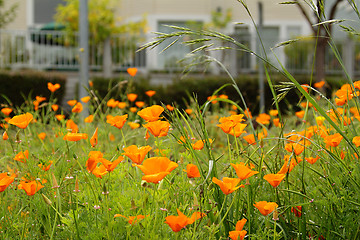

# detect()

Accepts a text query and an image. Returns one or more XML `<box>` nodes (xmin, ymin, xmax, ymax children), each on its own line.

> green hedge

<box><xmin>93</xmin><ymin>74</ymin><xmax>345</xmax><ymax>112</ymax></box>
<box><xmin>0</xmin><ymin>71</ymin><xmax>66</xmax><ymax>106</ymax></box>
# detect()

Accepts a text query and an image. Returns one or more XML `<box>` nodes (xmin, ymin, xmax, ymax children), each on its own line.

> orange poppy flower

<box><xmin>114</xmin><ymin>214</ymin><xmax>145</xmax><ymax>225</ymax></box>
<box><xmin>38</xmin><ymin>161</ymin><xmax>53</xmax><ymax>171</ymax></box>
<box><xmin>118</xmin><ymin>102</ymin><xmax>126</xmax><ymax>109</ymax></box>
<box><xmin>129</xmin><ymin>107</ymin><xmax>137</xmax><ymax>113</ymax></box>
<box><xmin>109</xmin><ymin>133</ymin><xmax>115</xmax><ymax>141</ymax></box>
<box><xmin>123</xmin><ymin>145</ymin><xmax>151</xmax><ymax>164</ymax></box>
<box><xmin>51</xmin><ymin>104</ymin><xmax>59</xmax><ymax>112</ymax></box>
<box><xmin>128</xmin><ymin>122</ymin><xmax>140</xmax><ymax>129</ymax></box>
<box><xmin>291</xmin><ymin>206</ymin><xmax>302</xmax><ymax>217</ymax></box>
<box><xmin>243</xmin><ymin>134</ymin><xmax>256</xmax><ymax>145</ymax></box>
<box><xmin>66</xmin><ymin>119</ymin><xmax>79</xmax><ymax>133</ymax></box>
<box><xmin>184</xmin><ymin>163</ymin><xmax>201</xmax><ymax>178</ymax></box>
<box><xmin>145</xmin><ymin>90</ymin><xmax>156</xmax><ymax>97</ymax></box>
<box><xmin>1</xmin><ymin>108</ymin><xmax>12</xmax><ymax>116</ymax></box>
<box><xmin>127</xmin><ymin>93</ymin><xmax>137</xmax><ymax>102</ymax></box>
<box><xmin>352</xmin><ymin>136</ymin><xmax>360</xmax><ymax>147</ymax></box>
<box><xmin>90</xmin><ymin>128</ymin><xmax>98</xmax><ymax>147</ymax></box>
<box><xmin>84</xmin><ymin>115</ymin><xmax>94</xmax><ymax>123</ymax></box>
<box><xmin>254</xmin><ymin>201</ymin><xmax>278</xmax><ymax>216</ymax></box>
<box><xmin>0</xmin><ymin>172</ymin><xmax>16</xmax><ymax>192</ymax></box>
<box><xmin>38</xmin><ymin>132</ymin><xmax>46</xmax><ymax>140</ymax></box>
<box><xmin>71</xmin><ymin>102</ymin><xmax>83</xmax><ymax>113</ymax></box>
<box><xmin>229</xmin><ymin>218</ymin><xmax>247</xmax><ymax>240</ymax></box>
<box><xmin>314</xmin><ymin>80</ymin><xmax>325</xmax><ymax>88</ymax></box>
<box><xmin>212</xmin><ymin>177</ymin><xmax>245</xmax><ymax>195</ymax></box>
<box><xmin>305</xmin><ymin>156</ymin><xmax>320</xmax><ymax>164</ymax></box>
<box><xmin>255</xmin><ymin>113</ymin><xmax>271</xmax><ymax>125</ymax></box>
<box><xmin>80</xmin><ymin>96</ymin><xmax>91</xmax><ymax>103</ymax></box>
<box><xmin>137</xmin><ymin>105</ymin><xmax>164</xmax><ymax>122</ymax></box>
<box><xmin>18</xmin><ymin>180</ymin><xmax>44</xmax><ymax>196</ymax></box>
<box><xmin>99</xmin><ymin>156</ymin><xmax>124</xmax><ymax>172</ymax></box>
<box><xmin>55</xmin><ymin>114</ymin><xmax>65</xmax><ymax>121</ymax></box>
<box><xmin>48</xmin><ymin>82</ymin><xmax>60</xmax><ymax>92</ymax></box>
<box><xmin>85</xmin><ymin>151</ymin><xmax>103</xmax><ymax>172</ymax></box>
<box><xmin>166</xmin><ymin>104</ymin><xmax>175</xmax><ymax>111</ymax></box>
<box><xmin>8</xmin><ymin>113</ymin><xmax>33</xmax><ymax>129</ymax></box>
<box><xmin>230</xmin><ymin>162</ymin><xmax>259</xmax><ymax>180</ymax></box>
<box><xmin>92</xmin><ymin>165</ymin><xmax>108</xmax><ymax>178</ymax></box>
<box><xmin>295</xmin><ymin>110</ymin><xmax>305</xmax><ymax>119</ymax></box>
<box><xmin>143</xmin><ymin>120</ymin><xmax>170</xmax><ymax>137</ymax></box>
<box><xmin>3</xmin><ymin>131</ymin><xmax>9</xmax><ymax>141</ymax></box>
<box><xmin>67</xmin><ymin>100</ymin><xmax>77</xmax><ymax>107</ymax></box>
<box><xmin>324</xmin><ymin>133</ymin><xmax>343</xmax><ymax>147</ymax></box>
<box><xmin>285</xmin><ymin>142</ymin><xmax>305</xmax><ymax>155</ymax></box>
<box><xmin>63</xmin><ymin>133</ymin><xmax>88</xmax><ymax>142</ymax></box>
<box><xmin>106</xmin><ymin>114</ymin><xmax>128</xmax><ymax>129</ymax></box>
<box><xmin>269</xmin><ymin>109</ymin><xmax>279</xmax><ymax>117</ymax></box>
<box><xmin>264</xmin><ymin>174</ymin><xmax>286</xmax><ymax>187</ymax></box>
<box><xmin>106</xmin><ymin>98</ymin><xmax>119</xmax><ymax>108</ymax></box>
<box><xmin>13</xmin><ymin>150</ymin><xmax>29</xmax><ymax>163</ymax></box>
<box><xmin>126</xmin><ymin>68</ymin><xmax>137</xmax><ymax>77</ymax></box>
<box><xmin>136</xmin><ymin>157</ymin><xmax>178</xmax><ymax>183</ymax></box>
<box><xmin>135</xmin><ymin>101</ymin><xmax>145</xmax><ymax>108</ymax></box>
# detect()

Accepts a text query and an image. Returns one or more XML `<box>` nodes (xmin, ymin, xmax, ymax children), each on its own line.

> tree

<box><xmin>292</xmin><ymin>0</ymin><xmax>344</xmax><ymax>82</ymax></box>
<box><xmin>0</xmin><ymin>0</ymin><xmax>18</xmax><ymax>29</ymax></box>
<box><xmin>54</xmin><ymin>0</ymin><xmax>147</xmax><ymax>76</ymax></box>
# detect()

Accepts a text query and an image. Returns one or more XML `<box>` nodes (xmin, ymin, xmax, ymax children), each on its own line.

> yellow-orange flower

<box><xmin>127</xmin><ymin>93</ymin><xmax>137</xmax><ymax>102</ymax></box>
<box><xmin>123</xmin><ymin>145</ymin><xmax>151</xmax><ymax>164</ymax></box>
<box><xmin>136</xmin><ymin>157</ymin><xmax>178</xmax><ymax>183</ymax></box>
<box><xmin>145</xmin><ymin>90</ymin><xmax>156</xmax><ymax>97</ymax></box>
<box><xmin>8</xmin><ymin>113</ymin><xmax>33</xmax><ymax>129</ymax></box>
<box><xmin>255</xmin><ymin>113</ymin><xmax>271</xmax><ymax>125</ymax></box>
<box><xmin>106</xmin><ymin>114</ymin><xmax>128</xmax><ymax>129</ymax></box>
<box><xmin>48</xmin><ymin>82</ymin><xmax>60</xmax><ymax>92</ymax></box>
<box><xmin>184</xmin><ymin>163</ymin><xmax>201</xmax><ymax>178</ymax></box>
<box><xmin>71</xmin><ymin>102</ymin><xmax>83</xmax><ymax>113</ymax></box>
<box><xmin>231</xmin><ymin>162</ymin><xmax>259</xmax><ymax>180</ymax></box>
<box><xmin>143</xmin><ymin>120</ymin><xmax>170</xmax><ymax>137</ymax></box>
<box><xmin>254</xmin><ymin>201</ymin><xmax>278</xmax><ymax>216</ymax></box>
<box><xmin>128</xmin><ymin>122</ymin><xmax>140</xmax><ymax>129</ymax></box>
<box><xmin>1</xmin><ymin>108</ymin><xmax>12</xmax><ymax>116</ymax></box>
<box><xmin>63</xmin><ymin>133</ymin><xmax>88</xmax><ymax>142</ymax></box>
<box><xmin>80</xmin><ymin>96</ymin><xmax>91</xmax><ymax>103</ymax></box>
<box><xmin>264</xmin><ymin>174</ymin><xmax>286</xmax><ymax>187</ymax></box>
<box><xmin>13</xmin><ymin>150</ymin><xmax>29</xmax><ymax>163</ymax></box>
<box><xmin>126</xmin><ymin>68</ymin><xmax>137</xmax><ymax>77</ymax></box>
<box><xmin>0</xmin><ymin>172</ymin><xmax>16</xmax><ymax>192</ymax></box>
<box><xmin>212</xmin><ymin>177</ymin><xmax>245</xmax><ymax>195</ymax></box>
<box><xmin>137</xmin><ymin>105</ymin><xmax>164</xmax><ymax>122</ymax></box>
<box><xmin>18</xmin><ymin>180</ymin><xmax>44</xmax><ymax>196</ymax></box>
<box><xmin>229</xmin><ymin>218</ymin><xmax>247</xmax><ymax>240</ymax></box>
<box><xmin>67</xmin><ymin>100</ymin><xmax>77</xmax><ymax>107</ymax></box>
<box><xmin>66</xmin><ymin>119</ymin><xmax>79</xmax><ymax>133</ymax></box>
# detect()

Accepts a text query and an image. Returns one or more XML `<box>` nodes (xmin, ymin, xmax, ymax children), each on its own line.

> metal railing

<box><xmin>0</xmin><ymin>30</ymin><xmax>360</xmax><ymax>76</ymax></box>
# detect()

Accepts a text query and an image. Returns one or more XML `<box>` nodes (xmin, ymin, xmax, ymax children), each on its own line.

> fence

<box><xmin>0</xmin><ymin>30</ymin><xmax>360</xmax><ymax>76</ymax></box>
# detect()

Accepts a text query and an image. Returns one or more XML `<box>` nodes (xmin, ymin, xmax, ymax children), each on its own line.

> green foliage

<box><xmin>0</xmin><ymin>71</ymin><xmax>66</xmax><ymax>107</ymax></box>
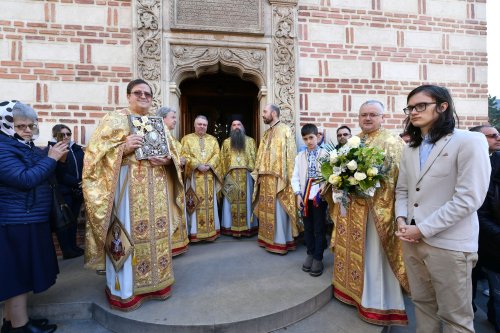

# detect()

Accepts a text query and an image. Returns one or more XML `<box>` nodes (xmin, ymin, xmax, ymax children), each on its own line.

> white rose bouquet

<box><xmin>319</xmin><ymin>136</ymin><xmax>390</xmax><ymax>208</ymax></box>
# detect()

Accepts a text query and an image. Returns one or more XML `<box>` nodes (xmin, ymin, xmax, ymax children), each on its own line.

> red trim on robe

<box><xmin>259</xmin><ymin>239</ymin><xmax>296</xmax><ymax>254</ymax></box>
<box><xmin>189</xmin><ymin>230</ymin><xmax>220</xmax><ymax>243</ymax></box>
<box><xmin>172</xmin><ymin>244</ymin><xmax>188</xmax><ymax>257</ymax></box>
<box><xmin>220</xmin><ymin>226</ymin><xmax>259</xmax><ymax>237</ymax></box>
<box><xmin>105</xmin><ymin>286</ymin><xmax>172</xmax><ymax>311</ymax></box>
<box><xmin>333</xmin><ymin>287</ymin><xmax>408</xmax><ymax>326</ymax></box>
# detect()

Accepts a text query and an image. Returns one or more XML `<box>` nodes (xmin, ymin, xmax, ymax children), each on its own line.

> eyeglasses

<box><xmin>403</xmin><ymin>102</ymin><xmax>437</xmax><ymax>114</ymax></box>
<box><xmin>359</xmin><ymin>113</ymin><xmax>380</xmax><ymax>118</ymax></box>
<box><xmin>132</xmin><ymin>90</ymin><xmax>153</xmax><ymax>99</ymax></box>
<box><xmin>14</xmin><ymin>124</ymin><xmax>38</xmax><ymax>131</ymax></box>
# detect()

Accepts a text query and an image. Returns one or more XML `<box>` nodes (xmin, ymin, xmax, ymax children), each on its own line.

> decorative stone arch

<box><xmin>134</xmin><ymin>0</ymin><xmax>298</xmax><ymax>135</ymax></box>
<box><xmin>169</xmin><ymin>45</ymin><xmax>266</xmax><ymax>87</ymax></box>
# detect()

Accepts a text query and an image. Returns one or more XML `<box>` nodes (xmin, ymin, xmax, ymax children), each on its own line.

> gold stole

<box><xmin>252</xmin><ymin>122</ymin><xmax>299</xmax><ymax>239</ymax></box>
<box><xmin>181</xmin><ymin>133</ymin><xmax>221</xmax><ymax>239</ymax></box>
<box><xmin>221</xmin><ymin>136</ymin><xmax>255</xmax><ymax>231</ymax></box>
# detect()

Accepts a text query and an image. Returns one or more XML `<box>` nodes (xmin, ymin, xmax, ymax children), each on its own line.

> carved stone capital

<box><xmin>269</xmin><ymin>0</ymin><xmax>299</xmax><ymax>6</ymax></box>
<box><xmin>136</xmin><ymin>0</ymin><xmax>162</xmax><ymax>108</ymax></box>
<box><xmin>170</xmin><ymin>45</ymin><xmax>266</xmax><ymax>86</ymax></box>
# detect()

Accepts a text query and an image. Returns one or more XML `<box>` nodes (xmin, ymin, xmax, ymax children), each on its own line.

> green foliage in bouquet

<box><xmin>319</xmin><ymin>136</ymin><xmax>389</xmax><ymax>202</ymax></box>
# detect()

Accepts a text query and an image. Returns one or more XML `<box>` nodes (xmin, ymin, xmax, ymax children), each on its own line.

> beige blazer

<box><xmin>396</xmin><ymin>129</ymin><xmax>491</xmax><ymax>252</ymax></box>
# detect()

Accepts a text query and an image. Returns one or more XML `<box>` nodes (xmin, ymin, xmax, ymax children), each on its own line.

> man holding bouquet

<box><xmin>329</xmin><ymin>100</ymin><xmax>408</xmax><ymax>325</ymax></box>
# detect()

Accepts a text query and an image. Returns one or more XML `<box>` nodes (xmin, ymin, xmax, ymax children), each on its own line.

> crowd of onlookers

<box><xmin>0</xmin><ymin>80</ymin><xmax>500</xmax><ymax>333</ymax></box>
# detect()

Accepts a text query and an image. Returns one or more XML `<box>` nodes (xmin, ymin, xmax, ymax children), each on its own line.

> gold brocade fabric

<box><xmin>326</xmin><ymin>129</ymin><xmax>409</xmax><ymax>304</ymax></box>
<box><xmin>82</xmin><ymin>109</ymin><xmax>184</xmax><ymax>282</ymax></box>
<box><xmin>181</xmin><ymin>133</ymin><xmax>222</xmax><ymax>240</ymax></box>
<box><xmin>252</xmin><ymin>122</ymin><xmax>299</xmax><ymax>237</ymax></box>
<box><xmin>221</xmin><ymin>136</ymin><xmax>256</xmax><ymax>232</ymax></box>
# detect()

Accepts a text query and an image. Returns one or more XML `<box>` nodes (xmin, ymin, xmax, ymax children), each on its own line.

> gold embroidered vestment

<box><xmin>82</xmin><ymin>109</ymin><xmax>184</xmax><ymax>295</ymax></box>
<box><xmin>326</xmin><ymin>129</ymin><xmax>409</xmax><ymax>304</ymax></box>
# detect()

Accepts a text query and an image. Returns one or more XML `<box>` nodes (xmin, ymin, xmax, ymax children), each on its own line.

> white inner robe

<box><xmin>186</xmin><ymin>175</ymin><xmax>220</xmax><ymax>235</ymax></box>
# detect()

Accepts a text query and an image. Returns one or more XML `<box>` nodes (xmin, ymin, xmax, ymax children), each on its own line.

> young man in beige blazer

<box><xmin>396</xmin><ymin>85</ymin><xmax>491</xmax><ymax>333</ymax></box>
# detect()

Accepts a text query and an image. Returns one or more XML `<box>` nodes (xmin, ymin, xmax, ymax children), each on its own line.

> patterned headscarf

<box><xmin>0</xmin><ymin>100</ymin><xmax>39</xmax><ymax>146</ymax></box>
<box><xmin>0</xmin><ymin>100</ymin><xmax>18</xmax><ymax>137</ymax></box>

________________________

### Task
How many lines of the listing above contain the word "white"? Give only the number.

### Answer to the task
2